• **Verilen metin**
AİHM, başvuru yolu bulunmuyorsa veya başvuru yollarının etkisiz olduğuna karar verilmişse, altı aylık süre aşımının, şikayet konusu uygulamanın gününden itibaren başladığını yineler. İstisnai davalarda, başvuranların önce bir iç hukuk yoluna başvurdukları, ancak bu başvuru yolunu etkisiz kılacak koşulların daha sonra farkına varacakları veya varmaları gereken özel koşullar bulunabilir. Böyle bir durumda, altı aylık süre, başvuranın bu koşulların farkına vardığı veya varması gereken tarihten itibaren hesaplanabilir (bkz. Hazar ve Diğerleri - Türkiye, 62566/00).
AİHM, ulusal mahkemenin 10.12.2001 gününde başvuranın kararın kendisine verilmesi talebini reddettiğini kaydeder. Başvuran AİHM'ye başvurusunu, 10.06.2002 tarihinde, 10.12.2001 gününden itibaren tam altı ay içerisinde yapmıştır. Bu sebeple AİHM, Hükümet'in, başvurunun altı ay kuralına uymadığı itirazını reddeder.
AİHM ayrıca, bu şikayetlerin AİHS'nin 35 k 3. Maddesi kapsamında dayanaktan yoksun olmadığını kaydeder. Ayrıca başvurunun başka bir gerekçe altında da kabuledilmez olarak değerlendirilemeyeceğine işaret eder. Bu sebeple başvuru kabuledilebilir olarak ilan edilmek durumundadır.

B. Esaslara ilişkin

Hükümet, bu davada, yargı sürecinin makul süreyi aşmadığını belirtmiştir. Mahkemenin delil topladığını, üç bilirkişi raporu aldığını ve başvuranın tanıklarını dinlediğini savunmuştur. Dava iki yıldan kısa bir sürede ve duraklama olmaksızın sona erdirilmiştir. Hükümet, bu koşullarda, yargı sürecinin haddinden uzun olduğu şeklinde değerlendirilemeyeceğini ileri sürmüştür.
Ayrıca Hükümet, başlangıçta, bu davadaki meselenin yetkili makamların kararı uygulamayı reddetmeleri olmadığını ifade etmiştir. Kararın uygulanmamasının nedeni, öncelikle gerekli harç ödenmeden kararın başvurana verilmemesidir. Hükümet, bu nedenle, kararın başvurana verilmemesinin iç hukuka uygun olduğunu ve mahkemenin harcın davalı şirketten tahsil edilmesi için vergi icra dairesine emir gönderdiğini eklemiştir.

• **Çıkarılan veriler**
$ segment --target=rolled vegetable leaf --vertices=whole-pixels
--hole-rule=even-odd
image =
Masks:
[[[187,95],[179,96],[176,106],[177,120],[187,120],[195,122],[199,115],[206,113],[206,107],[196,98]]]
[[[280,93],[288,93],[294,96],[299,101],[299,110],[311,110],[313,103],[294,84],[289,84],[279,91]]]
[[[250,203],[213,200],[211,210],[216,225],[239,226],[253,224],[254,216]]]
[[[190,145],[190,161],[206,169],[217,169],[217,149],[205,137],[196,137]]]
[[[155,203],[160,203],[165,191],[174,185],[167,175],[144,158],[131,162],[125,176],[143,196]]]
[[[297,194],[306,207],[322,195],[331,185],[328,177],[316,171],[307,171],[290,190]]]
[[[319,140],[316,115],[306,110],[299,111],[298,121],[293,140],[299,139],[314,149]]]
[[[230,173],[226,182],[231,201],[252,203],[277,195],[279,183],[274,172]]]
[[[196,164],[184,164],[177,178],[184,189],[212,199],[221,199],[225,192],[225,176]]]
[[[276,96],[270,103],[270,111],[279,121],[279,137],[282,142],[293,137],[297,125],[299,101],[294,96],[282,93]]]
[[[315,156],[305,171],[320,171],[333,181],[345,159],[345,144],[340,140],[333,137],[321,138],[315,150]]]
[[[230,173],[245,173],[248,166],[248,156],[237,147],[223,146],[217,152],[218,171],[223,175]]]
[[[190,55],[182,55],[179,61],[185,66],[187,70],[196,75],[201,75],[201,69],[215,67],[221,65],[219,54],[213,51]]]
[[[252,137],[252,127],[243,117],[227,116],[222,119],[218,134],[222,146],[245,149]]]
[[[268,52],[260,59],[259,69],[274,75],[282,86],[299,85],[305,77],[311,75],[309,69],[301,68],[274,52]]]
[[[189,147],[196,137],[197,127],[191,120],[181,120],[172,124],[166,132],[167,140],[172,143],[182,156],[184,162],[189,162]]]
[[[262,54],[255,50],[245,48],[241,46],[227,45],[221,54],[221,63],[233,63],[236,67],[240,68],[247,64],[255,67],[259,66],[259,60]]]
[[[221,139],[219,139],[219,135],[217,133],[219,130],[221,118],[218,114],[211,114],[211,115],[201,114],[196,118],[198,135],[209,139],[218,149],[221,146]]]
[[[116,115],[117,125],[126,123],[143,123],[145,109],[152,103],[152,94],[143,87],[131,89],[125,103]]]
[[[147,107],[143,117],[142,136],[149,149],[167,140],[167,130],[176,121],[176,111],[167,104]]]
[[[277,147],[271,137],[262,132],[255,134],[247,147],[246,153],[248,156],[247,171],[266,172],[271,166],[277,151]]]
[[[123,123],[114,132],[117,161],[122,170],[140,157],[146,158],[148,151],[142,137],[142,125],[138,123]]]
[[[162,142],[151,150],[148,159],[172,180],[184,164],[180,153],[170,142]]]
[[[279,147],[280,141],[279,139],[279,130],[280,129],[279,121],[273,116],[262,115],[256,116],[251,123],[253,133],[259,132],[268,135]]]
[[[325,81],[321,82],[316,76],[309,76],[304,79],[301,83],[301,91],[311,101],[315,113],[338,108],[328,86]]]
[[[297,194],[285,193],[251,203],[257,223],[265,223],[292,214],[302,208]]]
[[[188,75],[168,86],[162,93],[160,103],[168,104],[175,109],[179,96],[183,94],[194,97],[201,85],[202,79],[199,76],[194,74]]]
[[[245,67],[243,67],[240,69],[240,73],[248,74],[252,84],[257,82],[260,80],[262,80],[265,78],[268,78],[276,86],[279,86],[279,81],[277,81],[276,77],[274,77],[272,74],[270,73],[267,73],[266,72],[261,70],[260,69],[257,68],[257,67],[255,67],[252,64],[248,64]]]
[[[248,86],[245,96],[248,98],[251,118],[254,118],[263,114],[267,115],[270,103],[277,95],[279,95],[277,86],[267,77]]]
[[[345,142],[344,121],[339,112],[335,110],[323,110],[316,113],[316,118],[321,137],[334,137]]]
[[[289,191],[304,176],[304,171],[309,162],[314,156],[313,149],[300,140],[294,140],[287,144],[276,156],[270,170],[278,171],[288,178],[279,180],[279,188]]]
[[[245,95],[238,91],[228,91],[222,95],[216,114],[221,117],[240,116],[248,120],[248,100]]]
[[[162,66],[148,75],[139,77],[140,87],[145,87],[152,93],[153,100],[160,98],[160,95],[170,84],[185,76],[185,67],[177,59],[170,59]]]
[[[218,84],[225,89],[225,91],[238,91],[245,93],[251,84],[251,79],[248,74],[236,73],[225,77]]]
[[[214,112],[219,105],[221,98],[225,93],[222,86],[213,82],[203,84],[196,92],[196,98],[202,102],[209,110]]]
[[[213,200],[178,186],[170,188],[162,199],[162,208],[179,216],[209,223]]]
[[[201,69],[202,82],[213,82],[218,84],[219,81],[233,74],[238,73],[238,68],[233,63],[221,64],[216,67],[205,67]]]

• **Kısa görev A**
Aşağıdaki ifadelerin AİHM karar metniyle uyuşup uyuşmadığını her biri için evet ya da hayır diyerek belirtin ve kararı veren sözleri metinden aynen alıntılayın: (i) Başvuran, AİHM'ye 10.06.2002 tarihinde başvurmuştur. (ii) Hükümet'e göre mahkeme iki bilirkişi raporu almıştır. (iii) Hükümet'e göre dava iki yıldan kısa bir sürede ve duraklama olmadan sona ermiştir.
• **Kısa görev B**
AİHM karar metnini son cümlesinden sonraki kısımla sürdürün.
Veriler, metinden ayrı bir malzemedir.

• **Görev yanıtı A**
(i) Evet: "Başvuran AİHM'ye başvurusunu, 10.06.2002 tarihinde, 10.12.2001 gününden itibaren tam altı ay içerisinde yapmıştır."
(ii) Hayır: "Mahkemenin delil topladığını, üç bilirkişi raporu aldığını ve başvuranın tanıklarını dinlediğini savunmuştur."
(iii) Evet: "Dava iki yıldan kısa bir sürede ve duraklama olmaksızın sona erdirilmiştir."

• **Görev yanıtı B**
Hükümet, başvuranın yargılama giderlerini ödemesi halinde kararın uygulanmasına başlanacağını öne sürmüştür. Harçlar Kanunu'nun 32. Maddesi'ne göre, ilgili harçların ödenmemesi durumunda müteakip işlemler uygulanmamaktadır, ancak taraflardan birinin yaptığı ödeme, işlemlerin sonunda dikkate alınır. Buna göre, başvuran harcı ödeyip kararın uygulanması sürecini başlatabilirdi. Ardından bu meblağ borcun geri kalanıyla beraber kendisine geri ödenirdi. Dolayısıyla Hükümet, başvuranın, iç hukuk çerçevesinde kendisine tanınan bu olanağı reddetmesi nedeniyle, lehine verilen kararın uygulanmaması sorumluluğunu yüklenmesi gerektiğini kanısındadır.
Başvuran, bu yasaya dayanarak, Devlet'e, kayıpları mahkemelerce tanınan kimselerden harç toplanması yetkisi verildiğini, böylece zarar gören tarafın bir kez daha mağdur edildiğini ileri sürmüştür. Bu uygulama nedeniyle, haklı olan tarafların, kaybeden tarafın üstlenmesi gereken harcı ödemediği veya ödeyemediği durumlarda, mahkemenin kendilerine ödenmesine karar verdiği meblağları alamadıklarını eklemiştir.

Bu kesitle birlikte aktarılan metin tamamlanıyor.